Kutipan Sumber:
▼

Balikpapan (Antaranews Kaltim) - Dewan Perwakilan Rakyat Daerah Kota Balikpapan, Kalimantan Timur, mempertanyakan teknologi Pertamina untuk mengawasi penyaluran minyak mentah dari Terminal Lawe-lawe di Penajam Paser Utara ke Kilang Balikpapan.

"Dan seperti yang dikatakan GM Pertemina RU V, tidak ada indikator di ruang kontrol yang dapat memberitahu bahwa pipa kehilangan tekanan. Meter pengukur tekanan itu adanya terpasang di awal dan di akhir pipa, jadi harus dilihat secara manual," kata Ketua Komisi III DPRD Balikpapan Nazaruddin di Balikpapan, Sabtu.

Ia mengatak hal itu menanggapi peristiwa patahnya pipa penyalur minyak mentah bawah laut milik Pertamina.

Pencemaran dan kebakaran di laut Teluk Balikpapan pada Sabtu (31/3) diketahui berasal dari minyak yang keluar dari pipa bawah laut yang digunakan Pertamina untuk mengirim minyak dari Lawe-lawe ke Penajam.

Pipa itu berdiameter 20 inci dan membentang sepanjang 3.600 meter pada kedalaman 20-25 meter di bawah permukaan laut. Pipa tersebut patah di satu titik di Teluk Balikpapan.

Menurut Nazaruddin, ada kelalaian yang dilakukan Pertamina dalam manajerial pengawasan dan pengelolaan kilang.

Ia menambahkan, Pertamina seharusnya menggunakan cara dan teknologi terbaik yang ada untuk pengawasan jalur pipa minyak, termasuk di bawah laut.

▲

Tugas Pengerjaan:
Periksa apakah tiap pernyataan di bawah ini sesuai dengan kutipan tentang patahnya pipa minyak Pertamina di Teluk Balikpapan, lalu jawab ya atau tidak disertai kata-kata penentu dari kutipan itu, dikutip persis.
1. Pipa bawah laut tersebut berdiameter 20 inci.
2. Ruang kontrol dilengkapi indikator yang memberi tahu bila pipa kehilangan tekanan.
3. Pipa tersebut patah di beberapa titik di Teluk Balikpapan.
Materi berikut terpisah dari kutipan sumber dan tidak berkaitan dengannya.

Baris Data:
▼

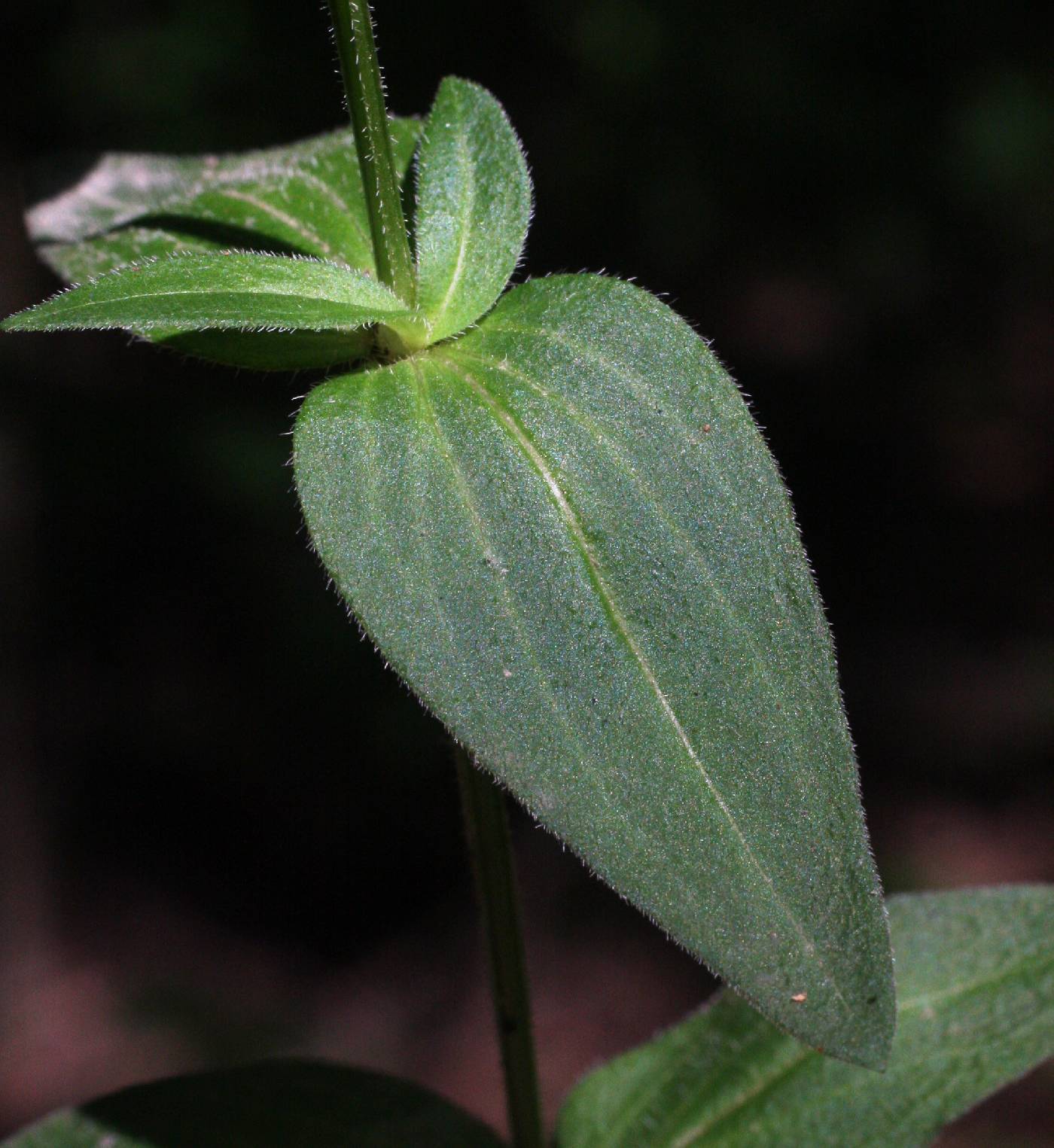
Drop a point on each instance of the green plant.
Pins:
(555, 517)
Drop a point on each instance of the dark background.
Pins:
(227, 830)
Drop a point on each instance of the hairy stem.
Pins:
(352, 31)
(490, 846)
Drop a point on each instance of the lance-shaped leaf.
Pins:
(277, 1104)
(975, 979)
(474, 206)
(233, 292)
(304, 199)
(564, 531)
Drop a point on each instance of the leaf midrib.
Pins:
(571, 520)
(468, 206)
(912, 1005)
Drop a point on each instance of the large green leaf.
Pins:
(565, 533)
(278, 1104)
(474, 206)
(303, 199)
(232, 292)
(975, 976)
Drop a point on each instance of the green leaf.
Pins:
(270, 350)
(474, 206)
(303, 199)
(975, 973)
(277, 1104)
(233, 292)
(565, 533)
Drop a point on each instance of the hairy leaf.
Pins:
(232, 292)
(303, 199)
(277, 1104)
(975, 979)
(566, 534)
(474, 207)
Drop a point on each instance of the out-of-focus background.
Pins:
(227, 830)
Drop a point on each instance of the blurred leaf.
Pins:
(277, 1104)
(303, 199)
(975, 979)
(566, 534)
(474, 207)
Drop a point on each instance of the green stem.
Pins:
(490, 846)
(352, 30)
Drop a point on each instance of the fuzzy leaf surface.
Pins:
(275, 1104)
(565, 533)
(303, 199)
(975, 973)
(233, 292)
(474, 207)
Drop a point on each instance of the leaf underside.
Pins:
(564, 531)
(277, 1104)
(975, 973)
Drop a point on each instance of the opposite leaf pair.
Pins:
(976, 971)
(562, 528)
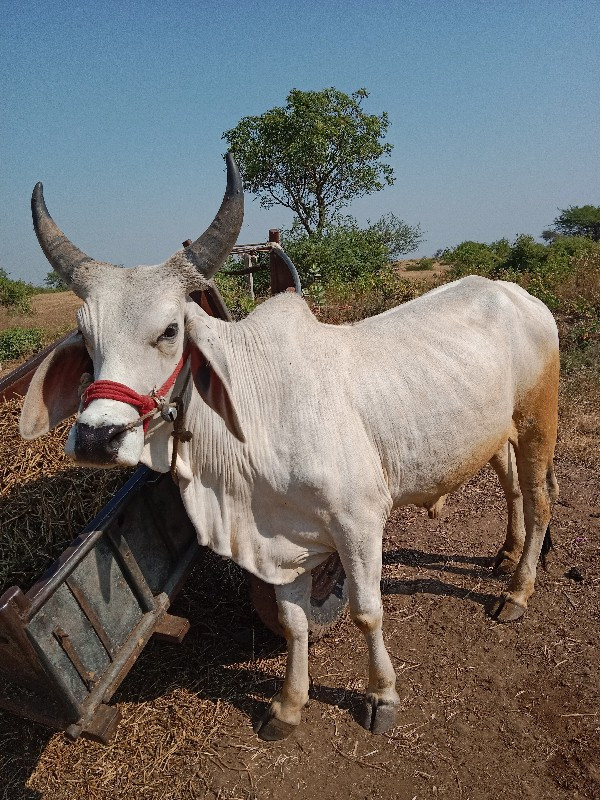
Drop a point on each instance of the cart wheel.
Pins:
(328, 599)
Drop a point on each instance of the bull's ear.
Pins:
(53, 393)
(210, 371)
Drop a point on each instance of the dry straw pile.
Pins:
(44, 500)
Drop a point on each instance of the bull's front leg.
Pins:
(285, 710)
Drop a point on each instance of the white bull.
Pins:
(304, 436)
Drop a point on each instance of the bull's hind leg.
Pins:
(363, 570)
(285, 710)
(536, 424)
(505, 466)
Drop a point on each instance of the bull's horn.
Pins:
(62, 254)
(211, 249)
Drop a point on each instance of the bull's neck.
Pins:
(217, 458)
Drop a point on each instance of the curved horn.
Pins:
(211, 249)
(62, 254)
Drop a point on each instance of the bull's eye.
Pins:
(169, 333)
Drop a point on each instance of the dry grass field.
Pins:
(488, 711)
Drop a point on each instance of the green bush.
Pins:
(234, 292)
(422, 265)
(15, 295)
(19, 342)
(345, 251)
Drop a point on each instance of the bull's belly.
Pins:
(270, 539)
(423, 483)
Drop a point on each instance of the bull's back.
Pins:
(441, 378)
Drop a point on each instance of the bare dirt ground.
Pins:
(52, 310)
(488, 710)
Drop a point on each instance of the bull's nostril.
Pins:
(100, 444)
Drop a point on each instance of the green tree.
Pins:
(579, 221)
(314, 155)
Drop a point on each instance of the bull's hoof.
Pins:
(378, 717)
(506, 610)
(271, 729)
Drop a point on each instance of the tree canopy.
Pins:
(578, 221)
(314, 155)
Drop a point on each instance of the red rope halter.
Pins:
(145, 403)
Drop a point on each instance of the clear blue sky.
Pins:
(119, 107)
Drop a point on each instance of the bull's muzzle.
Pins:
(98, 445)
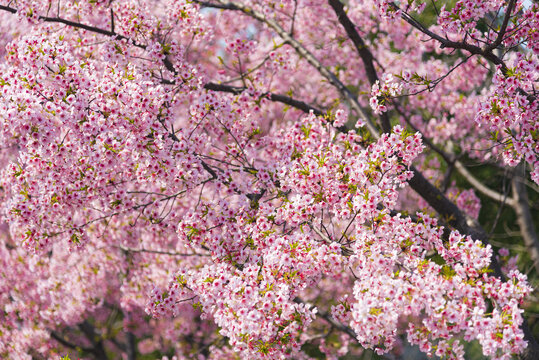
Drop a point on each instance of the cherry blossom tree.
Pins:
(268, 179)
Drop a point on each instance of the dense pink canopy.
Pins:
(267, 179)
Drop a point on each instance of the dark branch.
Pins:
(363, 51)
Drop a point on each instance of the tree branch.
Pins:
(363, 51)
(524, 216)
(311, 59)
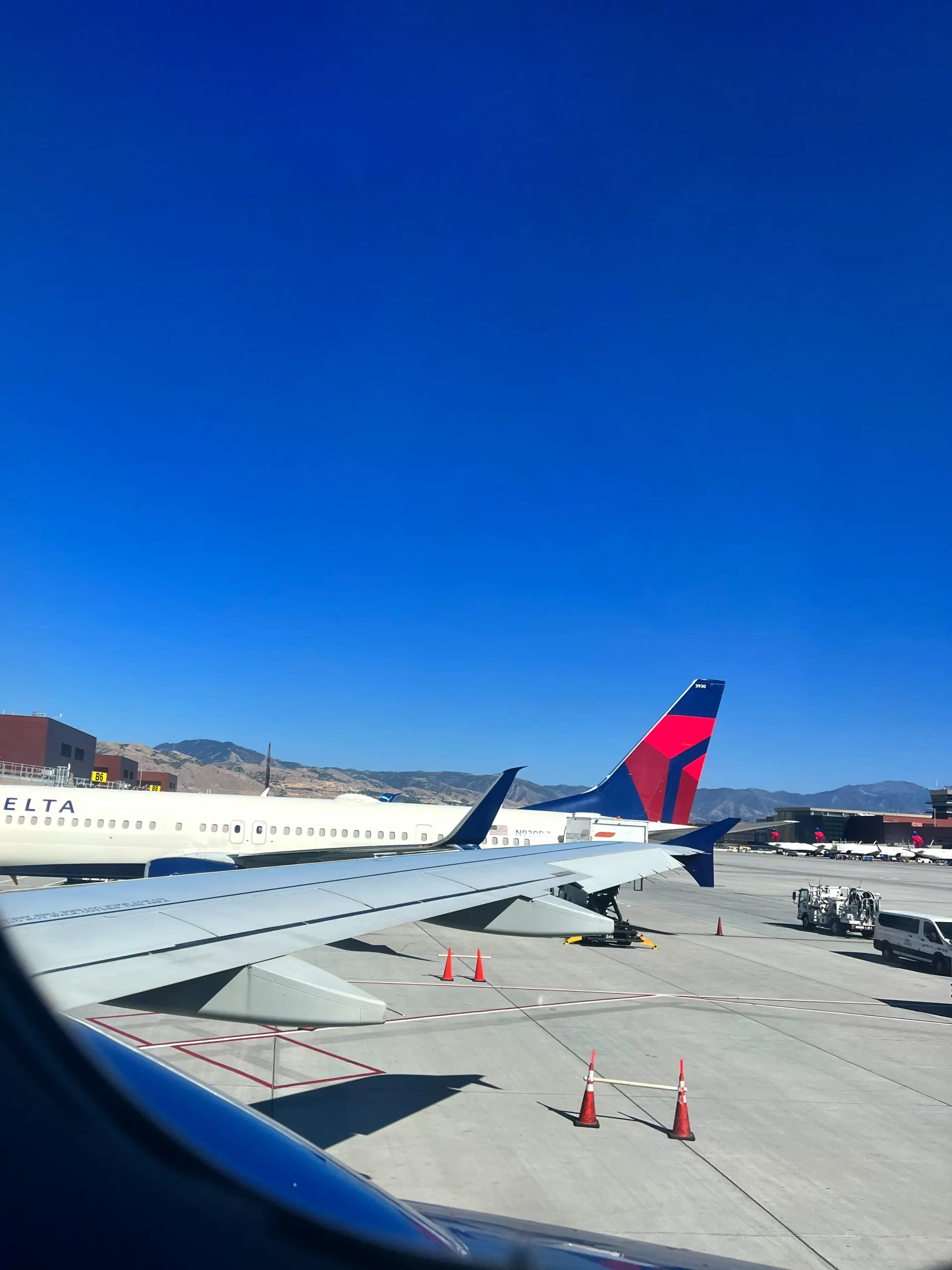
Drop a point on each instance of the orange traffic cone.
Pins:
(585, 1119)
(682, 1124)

▲
▼

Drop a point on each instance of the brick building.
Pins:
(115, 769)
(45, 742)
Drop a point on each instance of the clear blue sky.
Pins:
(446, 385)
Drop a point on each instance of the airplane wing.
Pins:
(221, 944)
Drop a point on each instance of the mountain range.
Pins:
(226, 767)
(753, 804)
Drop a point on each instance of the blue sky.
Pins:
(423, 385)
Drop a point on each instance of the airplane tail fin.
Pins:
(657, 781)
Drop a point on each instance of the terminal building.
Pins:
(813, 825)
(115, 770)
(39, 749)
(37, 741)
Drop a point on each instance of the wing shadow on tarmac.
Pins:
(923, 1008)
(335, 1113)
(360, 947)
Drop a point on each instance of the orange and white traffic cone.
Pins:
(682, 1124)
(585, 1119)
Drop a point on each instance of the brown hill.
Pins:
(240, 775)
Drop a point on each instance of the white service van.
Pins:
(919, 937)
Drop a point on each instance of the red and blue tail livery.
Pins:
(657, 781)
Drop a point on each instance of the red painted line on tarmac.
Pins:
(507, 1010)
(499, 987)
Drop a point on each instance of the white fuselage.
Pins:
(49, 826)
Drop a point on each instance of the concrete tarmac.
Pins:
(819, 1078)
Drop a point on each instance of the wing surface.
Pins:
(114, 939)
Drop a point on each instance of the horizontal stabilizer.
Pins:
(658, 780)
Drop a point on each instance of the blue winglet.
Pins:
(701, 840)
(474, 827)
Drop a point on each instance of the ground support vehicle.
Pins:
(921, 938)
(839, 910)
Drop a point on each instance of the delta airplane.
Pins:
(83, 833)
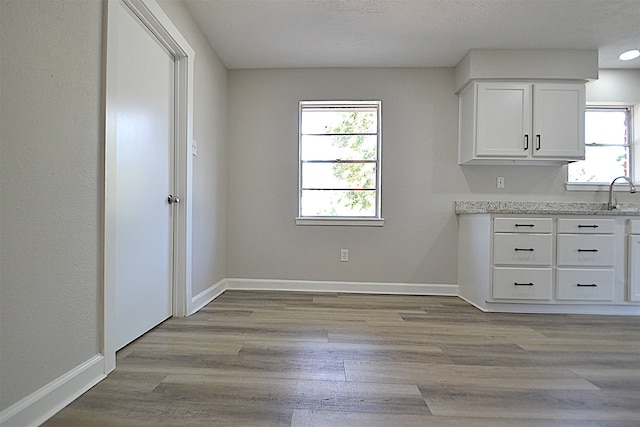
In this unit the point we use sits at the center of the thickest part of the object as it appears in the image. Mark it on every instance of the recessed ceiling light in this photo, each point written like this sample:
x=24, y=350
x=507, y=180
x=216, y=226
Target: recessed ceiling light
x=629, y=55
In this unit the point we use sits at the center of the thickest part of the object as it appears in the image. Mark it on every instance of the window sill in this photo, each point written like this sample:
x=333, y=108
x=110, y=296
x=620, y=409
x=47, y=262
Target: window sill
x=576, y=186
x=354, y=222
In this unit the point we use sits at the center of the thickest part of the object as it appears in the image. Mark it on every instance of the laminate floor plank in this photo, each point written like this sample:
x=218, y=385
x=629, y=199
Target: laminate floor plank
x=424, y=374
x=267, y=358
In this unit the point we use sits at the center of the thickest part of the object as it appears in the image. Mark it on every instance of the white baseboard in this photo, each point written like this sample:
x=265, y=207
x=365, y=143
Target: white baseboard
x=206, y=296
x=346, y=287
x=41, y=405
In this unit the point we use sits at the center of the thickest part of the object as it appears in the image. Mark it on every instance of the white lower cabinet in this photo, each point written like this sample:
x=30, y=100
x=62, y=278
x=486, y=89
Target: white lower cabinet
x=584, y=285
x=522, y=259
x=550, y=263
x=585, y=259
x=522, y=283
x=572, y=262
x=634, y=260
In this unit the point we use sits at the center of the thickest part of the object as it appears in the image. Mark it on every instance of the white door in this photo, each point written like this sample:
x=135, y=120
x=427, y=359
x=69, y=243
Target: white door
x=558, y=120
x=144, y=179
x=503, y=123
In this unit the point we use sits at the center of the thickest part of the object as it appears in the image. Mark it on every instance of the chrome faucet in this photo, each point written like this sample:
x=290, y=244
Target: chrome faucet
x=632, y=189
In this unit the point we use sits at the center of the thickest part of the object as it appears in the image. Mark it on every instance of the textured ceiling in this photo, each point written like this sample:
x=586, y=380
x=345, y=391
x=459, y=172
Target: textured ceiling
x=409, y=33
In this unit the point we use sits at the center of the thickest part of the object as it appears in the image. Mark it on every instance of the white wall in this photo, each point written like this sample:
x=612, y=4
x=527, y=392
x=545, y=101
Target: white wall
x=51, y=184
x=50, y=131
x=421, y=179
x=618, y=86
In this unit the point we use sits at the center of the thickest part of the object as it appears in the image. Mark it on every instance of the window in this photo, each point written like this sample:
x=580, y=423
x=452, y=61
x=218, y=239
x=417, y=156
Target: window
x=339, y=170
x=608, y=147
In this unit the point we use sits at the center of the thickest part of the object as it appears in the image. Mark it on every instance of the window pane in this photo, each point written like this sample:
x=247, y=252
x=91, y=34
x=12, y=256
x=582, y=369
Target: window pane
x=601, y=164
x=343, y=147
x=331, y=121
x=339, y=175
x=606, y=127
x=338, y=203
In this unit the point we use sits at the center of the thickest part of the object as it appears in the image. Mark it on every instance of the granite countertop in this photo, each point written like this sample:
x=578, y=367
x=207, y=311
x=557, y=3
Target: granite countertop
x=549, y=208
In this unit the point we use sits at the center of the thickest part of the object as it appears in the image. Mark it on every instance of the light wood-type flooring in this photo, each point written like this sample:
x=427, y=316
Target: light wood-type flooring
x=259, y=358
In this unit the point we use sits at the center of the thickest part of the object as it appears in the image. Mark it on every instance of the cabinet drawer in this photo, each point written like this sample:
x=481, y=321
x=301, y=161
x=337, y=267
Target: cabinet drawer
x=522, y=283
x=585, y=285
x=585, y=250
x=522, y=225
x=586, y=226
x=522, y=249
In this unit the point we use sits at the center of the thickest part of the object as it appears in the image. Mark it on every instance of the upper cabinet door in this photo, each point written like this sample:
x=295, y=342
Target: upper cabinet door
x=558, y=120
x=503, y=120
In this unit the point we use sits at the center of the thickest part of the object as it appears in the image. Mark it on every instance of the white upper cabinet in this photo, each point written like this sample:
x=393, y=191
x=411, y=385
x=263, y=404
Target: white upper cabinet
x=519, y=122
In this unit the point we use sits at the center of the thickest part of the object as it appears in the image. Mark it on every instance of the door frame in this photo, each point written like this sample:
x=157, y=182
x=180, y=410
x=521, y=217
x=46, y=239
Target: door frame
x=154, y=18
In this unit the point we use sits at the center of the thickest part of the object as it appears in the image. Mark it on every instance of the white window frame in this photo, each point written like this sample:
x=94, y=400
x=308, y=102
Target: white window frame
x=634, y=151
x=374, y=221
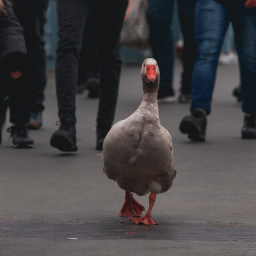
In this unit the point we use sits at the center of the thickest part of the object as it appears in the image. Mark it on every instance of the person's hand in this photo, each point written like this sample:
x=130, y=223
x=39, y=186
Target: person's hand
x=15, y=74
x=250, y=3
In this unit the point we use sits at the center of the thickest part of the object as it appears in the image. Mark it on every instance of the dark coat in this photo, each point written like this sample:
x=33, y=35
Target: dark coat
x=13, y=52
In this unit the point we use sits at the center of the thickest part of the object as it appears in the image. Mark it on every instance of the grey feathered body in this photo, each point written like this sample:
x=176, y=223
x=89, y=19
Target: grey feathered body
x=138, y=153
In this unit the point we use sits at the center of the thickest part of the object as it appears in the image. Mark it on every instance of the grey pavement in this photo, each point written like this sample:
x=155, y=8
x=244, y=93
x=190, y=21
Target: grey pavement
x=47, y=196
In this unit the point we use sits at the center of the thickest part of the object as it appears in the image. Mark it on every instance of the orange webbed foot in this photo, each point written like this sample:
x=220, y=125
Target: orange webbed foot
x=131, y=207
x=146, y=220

▲
▼

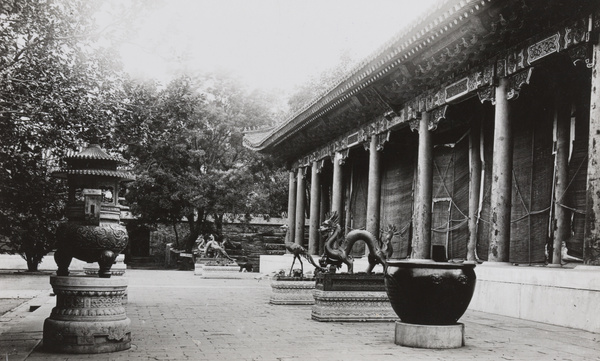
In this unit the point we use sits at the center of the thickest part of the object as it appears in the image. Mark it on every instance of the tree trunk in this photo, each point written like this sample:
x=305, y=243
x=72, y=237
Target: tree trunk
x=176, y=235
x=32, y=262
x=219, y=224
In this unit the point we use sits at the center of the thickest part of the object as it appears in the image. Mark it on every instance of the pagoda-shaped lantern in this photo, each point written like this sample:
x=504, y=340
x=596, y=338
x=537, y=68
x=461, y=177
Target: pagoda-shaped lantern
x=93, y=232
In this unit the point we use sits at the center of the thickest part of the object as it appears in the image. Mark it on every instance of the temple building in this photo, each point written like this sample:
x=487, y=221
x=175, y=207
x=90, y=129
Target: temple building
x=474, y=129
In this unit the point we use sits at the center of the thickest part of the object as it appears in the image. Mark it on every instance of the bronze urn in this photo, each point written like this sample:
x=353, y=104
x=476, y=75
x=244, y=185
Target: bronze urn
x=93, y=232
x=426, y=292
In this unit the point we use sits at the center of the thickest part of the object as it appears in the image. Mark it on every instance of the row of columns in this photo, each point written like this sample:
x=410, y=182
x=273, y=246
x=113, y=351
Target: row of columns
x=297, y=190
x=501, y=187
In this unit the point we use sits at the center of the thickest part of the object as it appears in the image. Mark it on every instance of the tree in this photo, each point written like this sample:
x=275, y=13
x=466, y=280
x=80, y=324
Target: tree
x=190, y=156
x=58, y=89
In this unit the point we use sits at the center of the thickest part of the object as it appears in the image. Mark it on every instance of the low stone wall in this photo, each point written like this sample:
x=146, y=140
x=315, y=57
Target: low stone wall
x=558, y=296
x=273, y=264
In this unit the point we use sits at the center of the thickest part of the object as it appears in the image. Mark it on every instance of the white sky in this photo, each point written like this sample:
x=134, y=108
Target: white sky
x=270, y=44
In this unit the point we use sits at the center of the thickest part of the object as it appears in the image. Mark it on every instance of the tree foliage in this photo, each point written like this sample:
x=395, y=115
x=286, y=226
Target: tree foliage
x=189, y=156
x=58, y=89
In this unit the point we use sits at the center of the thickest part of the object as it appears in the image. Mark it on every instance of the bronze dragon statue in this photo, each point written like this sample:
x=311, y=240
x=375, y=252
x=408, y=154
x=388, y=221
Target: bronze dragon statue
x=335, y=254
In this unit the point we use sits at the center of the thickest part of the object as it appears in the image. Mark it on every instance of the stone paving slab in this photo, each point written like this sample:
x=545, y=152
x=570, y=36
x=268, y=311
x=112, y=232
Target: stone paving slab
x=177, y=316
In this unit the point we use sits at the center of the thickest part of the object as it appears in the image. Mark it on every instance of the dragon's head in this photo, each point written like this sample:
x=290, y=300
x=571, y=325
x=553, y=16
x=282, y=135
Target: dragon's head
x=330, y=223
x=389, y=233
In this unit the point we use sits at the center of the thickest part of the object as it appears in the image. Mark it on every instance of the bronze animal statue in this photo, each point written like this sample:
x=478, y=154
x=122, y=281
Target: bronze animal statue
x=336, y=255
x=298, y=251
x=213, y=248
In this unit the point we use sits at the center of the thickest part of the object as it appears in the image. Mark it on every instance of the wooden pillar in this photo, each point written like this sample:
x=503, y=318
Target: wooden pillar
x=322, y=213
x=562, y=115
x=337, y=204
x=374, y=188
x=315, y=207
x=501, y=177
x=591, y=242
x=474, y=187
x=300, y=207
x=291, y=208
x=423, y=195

▲

Penyelesaian Masalah:
1. Ya: "Pipa itu berdiameter 20 inci"
2. Tidak: "tidak ada indikator di ruang kontrol yang dapat memberitahu bahwa pipa kehilangan tekanan"
3. Tidak: "Pipa tersebut patah di satu titik di Teluk Balikpapan."